Below are the records; restate all of them exactly.

+++ Provided information

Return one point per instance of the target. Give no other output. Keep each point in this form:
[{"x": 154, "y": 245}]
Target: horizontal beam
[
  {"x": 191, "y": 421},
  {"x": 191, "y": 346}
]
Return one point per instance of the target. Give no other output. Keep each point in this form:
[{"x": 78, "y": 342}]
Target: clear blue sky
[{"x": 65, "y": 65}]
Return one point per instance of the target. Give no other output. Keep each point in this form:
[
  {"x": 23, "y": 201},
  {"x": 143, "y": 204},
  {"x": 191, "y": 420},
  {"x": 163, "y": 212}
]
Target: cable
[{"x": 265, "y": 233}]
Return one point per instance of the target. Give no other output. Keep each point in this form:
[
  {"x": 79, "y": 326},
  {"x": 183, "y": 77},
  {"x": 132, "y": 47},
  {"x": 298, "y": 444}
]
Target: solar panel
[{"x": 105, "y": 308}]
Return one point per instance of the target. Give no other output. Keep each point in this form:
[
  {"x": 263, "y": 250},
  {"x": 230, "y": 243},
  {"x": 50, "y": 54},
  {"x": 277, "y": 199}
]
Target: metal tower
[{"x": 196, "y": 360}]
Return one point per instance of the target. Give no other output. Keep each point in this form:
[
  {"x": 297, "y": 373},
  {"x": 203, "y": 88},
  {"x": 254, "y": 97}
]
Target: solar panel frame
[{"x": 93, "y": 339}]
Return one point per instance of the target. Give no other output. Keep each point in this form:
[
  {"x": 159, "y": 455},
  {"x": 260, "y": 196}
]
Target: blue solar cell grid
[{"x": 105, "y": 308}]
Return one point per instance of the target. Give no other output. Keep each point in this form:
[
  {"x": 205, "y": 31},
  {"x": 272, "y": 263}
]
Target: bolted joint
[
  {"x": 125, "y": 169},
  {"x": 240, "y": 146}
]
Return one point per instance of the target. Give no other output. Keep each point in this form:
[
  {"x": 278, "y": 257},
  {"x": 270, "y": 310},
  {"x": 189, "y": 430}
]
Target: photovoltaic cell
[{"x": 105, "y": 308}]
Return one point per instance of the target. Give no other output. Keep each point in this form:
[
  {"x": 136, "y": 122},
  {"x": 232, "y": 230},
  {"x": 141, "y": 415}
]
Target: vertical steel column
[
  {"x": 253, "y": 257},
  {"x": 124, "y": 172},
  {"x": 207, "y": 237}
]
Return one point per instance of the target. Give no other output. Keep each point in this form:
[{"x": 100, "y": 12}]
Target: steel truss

++++++

▶ [Solution for this exercise]:
Return one point per instance of the target. Give no other output. Keep each point in this form:
[{"x": 154, "y": 245}]
Target: horizontal beam
[
  {"x": 191, "y": 421},
  {"x": 191, "y": 346}
]
Return one point per instance of the target. Give no other output. Keep each point in this form:
[{"x": 78, "y": 342}]
Target: clear blue sky
[{"x": 65, "y": 65}]
Return one point per instance of the target. Give no other output. Keep each point in this form:
[
  {"x": 23, "y": 201},
  {"x": 143, "y": 204},
  {"x": 191, "y": 420},
  {"x": 163, "y": 212}
]
Target: cable
[{"x": 265, "y": 233}]
Return one point per instance of the target. Give no other output. Keep each point in this form:
[
  {"x": 79, "y": 326},
  {"x": 183, "y": 77},
  {"x": 132, "y": 47},
  {"x": 298, "y": 444}
]
Target: solar panel
[{"x": 105, "y": 308}]
Return one point per instance of the target. Give no other output. Keep each point in this form:
[
  {"x": 263, "y": 250},
  {"x": 230, "y": 243},
  {"x": 50, "y": 54},
  {"x": 277, "y": 199}
]
Target: metal tower
[{"x": 196, "y": 360}]
Return one point per instance of the target. Give no other output. Keep each point in this form:
[
  {"x": 297, "y": 373},
  {"x": 203, "y": 88},
  {"x": 254, "y": 97}
]
Target: solar panel frame
[{"x": 93, "y": 339}]
Return one point per instance of the target. Give no other output. Keep each point in this form:
[
  {"x": 159, "y": 455},
  {"x": 260, "y": 196}
]
Target: blue solar cell grid
[{"x": 105, "y": 308}]
Return one point per instance of the target. Give no other output. Keep each point in this form:
[
  {"x": 205, "y": 31},
  {"x": 272, "y": 263}
]
Target: bolted joint
[
  {"x": 125, "y": 169},
  {"x": 240, "y": 146}
]
Return one point per instance of the target. Give no other output. Keep each point in this form:
[
  {"x": 278, "y": 257},
  {"x": 270, "y": 310},
  {"x": 189, "y": 430}
]
Target: photovoltaic cell
[{"x": 105, "y": 308}]
Return one point per instance of the target. Give no other output. Keep each point in this form:
[
  {"x": 136, "y": 122},
  {"x": 232, "y": 230},
  {"x": 141, "y": 415}
]
Target: vertical steel column
[
  {"x": 253, "y": 257},
  {"x": 124, "y": 172},
  {"x": 207, "y": 237}
]
Return one point per instance of the target. Give no other output. Keep each point in this form:
[{"x": 100, "y": 12}]
Target: steel truss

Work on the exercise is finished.